Segment Start: RECORDS PROVIDED

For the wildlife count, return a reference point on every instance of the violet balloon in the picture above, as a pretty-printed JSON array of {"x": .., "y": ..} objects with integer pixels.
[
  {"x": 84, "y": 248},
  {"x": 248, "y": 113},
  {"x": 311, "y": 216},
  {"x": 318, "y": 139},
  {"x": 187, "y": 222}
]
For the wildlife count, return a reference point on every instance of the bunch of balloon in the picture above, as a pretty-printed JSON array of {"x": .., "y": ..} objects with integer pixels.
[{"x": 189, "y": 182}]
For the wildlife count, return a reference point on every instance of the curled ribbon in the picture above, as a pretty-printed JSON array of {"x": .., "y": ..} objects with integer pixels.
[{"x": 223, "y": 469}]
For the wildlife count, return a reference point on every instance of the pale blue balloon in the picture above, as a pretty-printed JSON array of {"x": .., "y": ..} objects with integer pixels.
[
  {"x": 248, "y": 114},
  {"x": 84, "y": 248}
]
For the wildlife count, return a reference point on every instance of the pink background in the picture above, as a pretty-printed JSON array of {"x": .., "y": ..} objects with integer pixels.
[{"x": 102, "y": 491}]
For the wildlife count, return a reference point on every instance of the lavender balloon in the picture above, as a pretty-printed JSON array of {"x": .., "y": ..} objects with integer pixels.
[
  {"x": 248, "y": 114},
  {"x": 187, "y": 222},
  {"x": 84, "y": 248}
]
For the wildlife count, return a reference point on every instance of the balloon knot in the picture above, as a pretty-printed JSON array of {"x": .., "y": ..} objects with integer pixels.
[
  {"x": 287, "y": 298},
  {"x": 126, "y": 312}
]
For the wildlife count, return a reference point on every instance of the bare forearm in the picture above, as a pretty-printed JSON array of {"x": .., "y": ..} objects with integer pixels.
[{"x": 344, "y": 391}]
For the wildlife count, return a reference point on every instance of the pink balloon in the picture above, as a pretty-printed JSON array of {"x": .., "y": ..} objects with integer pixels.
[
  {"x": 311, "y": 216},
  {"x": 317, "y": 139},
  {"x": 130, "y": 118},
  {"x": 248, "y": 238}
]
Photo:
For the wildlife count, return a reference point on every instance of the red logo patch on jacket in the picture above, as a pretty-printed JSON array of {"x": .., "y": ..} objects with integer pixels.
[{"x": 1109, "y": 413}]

Segment End: RECORDS PROVIDED

WHAT IS REQUIRED
Could you set down exactly the lines above, from the one containing "of the bare" through the last, including both and nothing else?

RESULT OF THIS TASK
For the wildlife count, return a reference point on every instance of the bare forearm in the picture above, as a pretty-printed JSON array of {"x": .., "y": ..} objects with integer pixels.
[{"x": 344, "y": 391}]
For the wildlife count, return a reference point on every instance of the pink balloon in the picture above, as a pretty-printed JSON array of {"x": .., "y": ..} objects with integer pixels.
[
  {"x": 311, "y": 216},
  {"x": 317, "y": 139},
  {"x": 130, "y": 118},
  {"x": 248, "y": 238}
]
Photo:
For the wildlife count, return a reference point on every instance of the red logo patch on jacket in the picture above, as a pretty-printed JSON array of {"x": .., "y": ..} objects with integer pixels.
[{"x": 1109, "y": 413}]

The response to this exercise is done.